(Items from a dataset)
__________
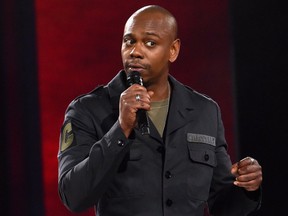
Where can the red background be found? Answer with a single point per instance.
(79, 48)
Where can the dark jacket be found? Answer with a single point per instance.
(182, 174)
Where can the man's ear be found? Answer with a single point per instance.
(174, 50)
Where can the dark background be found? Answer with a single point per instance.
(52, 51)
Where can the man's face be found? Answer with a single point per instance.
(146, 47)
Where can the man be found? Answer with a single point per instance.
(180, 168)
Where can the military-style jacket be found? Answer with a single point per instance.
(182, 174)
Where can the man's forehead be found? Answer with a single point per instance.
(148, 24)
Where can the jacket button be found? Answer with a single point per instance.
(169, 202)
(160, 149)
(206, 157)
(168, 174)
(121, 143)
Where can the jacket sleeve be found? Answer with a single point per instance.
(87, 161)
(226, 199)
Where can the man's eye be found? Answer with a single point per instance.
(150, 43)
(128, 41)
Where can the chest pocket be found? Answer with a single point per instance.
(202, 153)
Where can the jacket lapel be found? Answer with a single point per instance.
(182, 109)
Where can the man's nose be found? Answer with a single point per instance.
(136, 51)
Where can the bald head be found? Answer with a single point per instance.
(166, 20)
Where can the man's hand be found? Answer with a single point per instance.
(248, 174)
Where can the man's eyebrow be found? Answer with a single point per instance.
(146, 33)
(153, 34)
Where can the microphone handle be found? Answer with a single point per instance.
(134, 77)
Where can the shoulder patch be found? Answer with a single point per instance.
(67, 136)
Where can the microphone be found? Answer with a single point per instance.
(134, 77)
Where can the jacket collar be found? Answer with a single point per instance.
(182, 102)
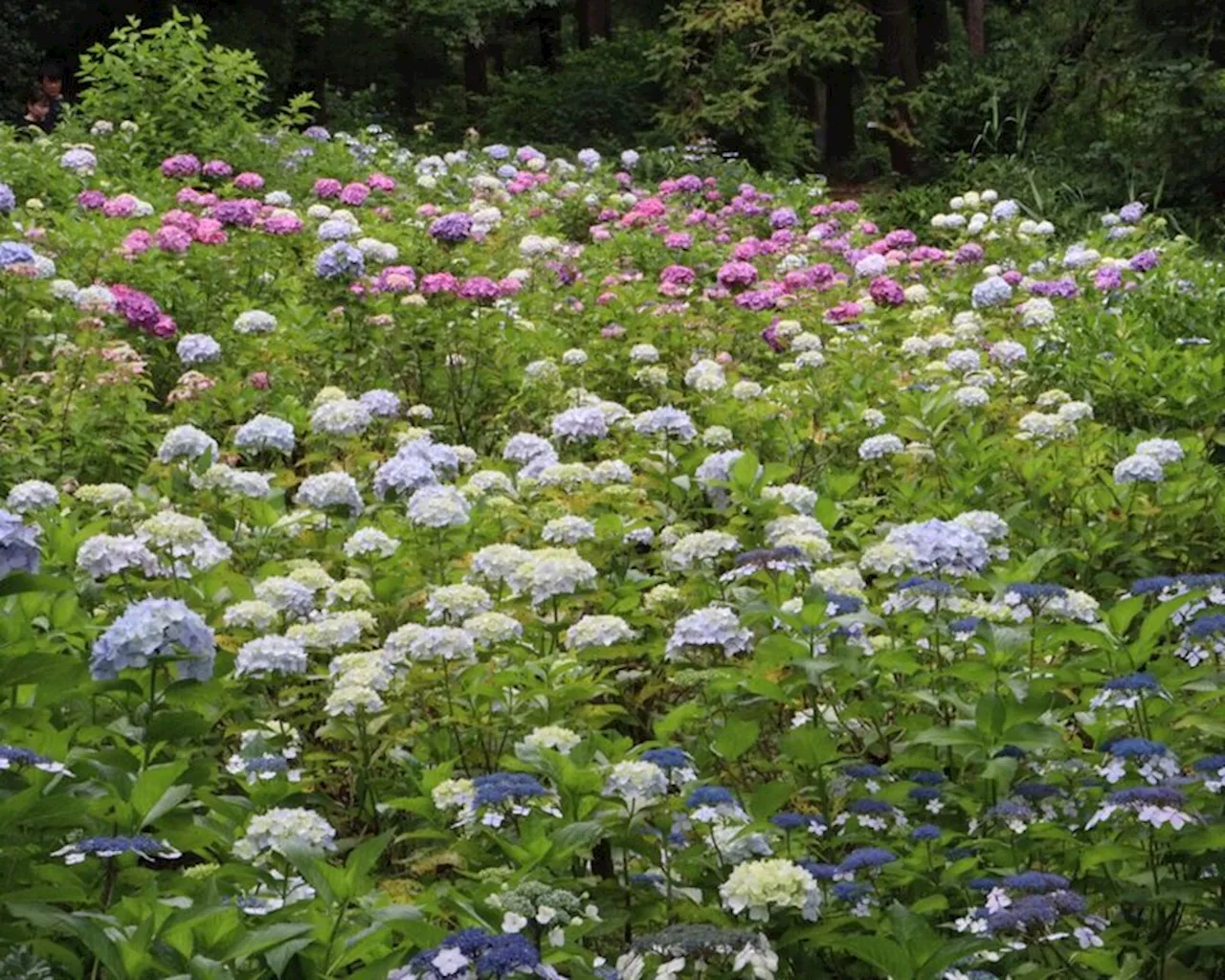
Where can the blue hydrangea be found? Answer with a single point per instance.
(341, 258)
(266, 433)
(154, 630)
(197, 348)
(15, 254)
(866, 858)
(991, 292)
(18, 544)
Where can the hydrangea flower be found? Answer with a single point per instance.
__________
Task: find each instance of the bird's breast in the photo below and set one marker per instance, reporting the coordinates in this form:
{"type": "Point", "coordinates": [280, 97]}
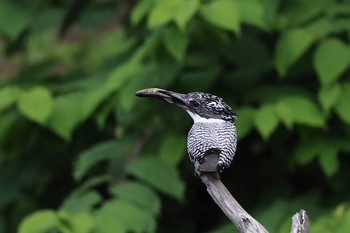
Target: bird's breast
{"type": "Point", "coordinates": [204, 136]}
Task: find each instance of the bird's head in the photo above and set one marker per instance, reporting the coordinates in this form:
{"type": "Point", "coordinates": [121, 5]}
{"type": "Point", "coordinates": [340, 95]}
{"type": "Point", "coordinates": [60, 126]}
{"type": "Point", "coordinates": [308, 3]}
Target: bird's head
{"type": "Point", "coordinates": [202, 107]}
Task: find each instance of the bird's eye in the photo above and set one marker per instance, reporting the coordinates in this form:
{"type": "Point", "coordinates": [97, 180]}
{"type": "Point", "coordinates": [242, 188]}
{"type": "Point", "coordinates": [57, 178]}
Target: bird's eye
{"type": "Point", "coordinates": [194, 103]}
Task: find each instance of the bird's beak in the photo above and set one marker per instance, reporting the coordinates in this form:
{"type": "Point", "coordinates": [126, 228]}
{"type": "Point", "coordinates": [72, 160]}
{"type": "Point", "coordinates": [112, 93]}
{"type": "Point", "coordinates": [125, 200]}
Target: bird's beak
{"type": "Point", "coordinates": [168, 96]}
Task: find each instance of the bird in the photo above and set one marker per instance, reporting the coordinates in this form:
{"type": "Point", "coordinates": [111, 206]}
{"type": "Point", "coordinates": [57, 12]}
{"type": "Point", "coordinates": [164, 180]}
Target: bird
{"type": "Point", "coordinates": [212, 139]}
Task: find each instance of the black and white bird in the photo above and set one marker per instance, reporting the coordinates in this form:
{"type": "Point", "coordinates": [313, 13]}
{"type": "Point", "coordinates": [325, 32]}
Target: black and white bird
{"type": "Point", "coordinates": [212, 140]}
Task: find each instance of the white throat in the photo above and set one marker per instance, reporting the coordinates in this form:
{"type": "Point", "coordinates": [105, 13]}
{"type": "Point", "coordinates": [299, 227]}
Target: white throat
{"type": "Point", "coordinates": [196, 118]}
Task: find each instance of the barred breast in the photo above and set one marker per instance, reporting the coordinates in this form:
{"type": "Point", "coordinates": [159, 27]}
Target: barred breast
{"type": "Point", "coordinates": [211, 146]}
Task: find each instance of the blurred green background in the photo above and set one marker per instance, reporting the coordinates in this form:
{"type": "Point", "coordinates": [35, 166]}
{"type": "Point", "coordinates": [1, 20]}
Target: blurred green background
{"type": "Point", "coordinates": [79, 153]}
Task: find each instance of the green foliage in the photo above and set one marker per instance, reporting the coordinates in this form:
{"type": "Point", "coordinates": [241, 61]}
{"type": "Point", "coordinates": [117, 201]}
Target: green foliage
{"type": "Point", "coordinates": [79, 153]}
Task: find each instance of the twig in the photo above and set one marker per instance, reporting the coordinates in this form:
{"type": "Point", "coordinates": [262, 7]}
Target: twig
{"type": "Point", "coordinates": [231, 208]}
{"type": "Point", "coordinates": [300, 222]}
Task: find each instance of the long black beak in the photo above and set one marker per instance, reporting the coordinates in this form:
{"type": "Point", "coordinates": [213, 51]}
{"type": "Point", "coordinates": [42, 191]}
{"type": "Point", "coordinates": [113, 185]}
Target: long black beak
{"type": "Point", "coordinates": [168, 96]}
__________
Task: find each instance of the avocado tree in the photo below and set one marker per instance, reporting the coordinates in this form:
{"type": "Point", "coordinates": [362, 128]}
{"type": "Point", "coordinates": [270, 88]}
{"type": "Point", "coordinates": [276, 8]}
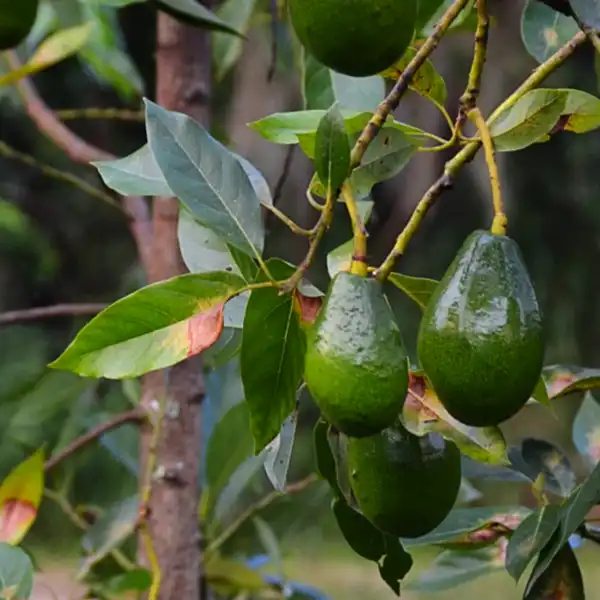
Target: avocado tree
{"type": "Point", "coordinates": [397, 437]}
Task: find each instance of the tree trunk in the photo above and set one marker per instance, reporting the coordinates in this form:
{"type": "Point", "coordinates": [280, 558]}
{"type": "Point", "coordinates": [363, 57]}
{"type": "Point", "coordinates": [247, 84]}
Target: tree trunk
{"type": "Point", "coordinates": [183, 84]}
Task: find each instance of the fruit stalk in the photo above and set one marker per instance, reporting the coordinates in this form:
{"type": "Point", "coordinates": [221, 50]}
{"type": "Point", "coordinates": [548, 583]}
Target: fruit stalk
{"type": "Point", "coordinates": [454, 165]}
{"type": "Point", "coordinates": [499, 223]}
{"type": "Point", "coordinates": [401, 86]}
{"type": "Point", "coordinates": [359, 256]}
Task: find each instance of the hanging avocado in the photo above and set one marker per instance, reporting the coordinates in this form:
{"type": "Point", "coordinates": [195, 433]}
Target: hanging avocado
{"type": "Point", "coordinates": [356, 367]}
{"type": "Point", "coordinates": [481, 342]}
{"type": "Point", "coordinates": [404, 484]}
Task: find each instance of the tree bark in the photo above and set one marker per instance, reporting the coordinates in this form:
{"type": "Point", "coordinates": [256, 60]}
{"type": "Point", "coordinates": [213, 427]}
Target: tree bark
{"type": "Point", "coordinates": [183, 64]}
__________
**EXERCISE GOAL**
Every line above that includes the word "below" must appear in the answer.

**OUTPUT OF THE TASK**
Task: find each instance of the bird's breast in the photo below and set one marker per instance, reporting the coordinates in this form:
Task: find each instance of the avocado tree in the photo below and set one marker per instance, reporting the coordinates in this form:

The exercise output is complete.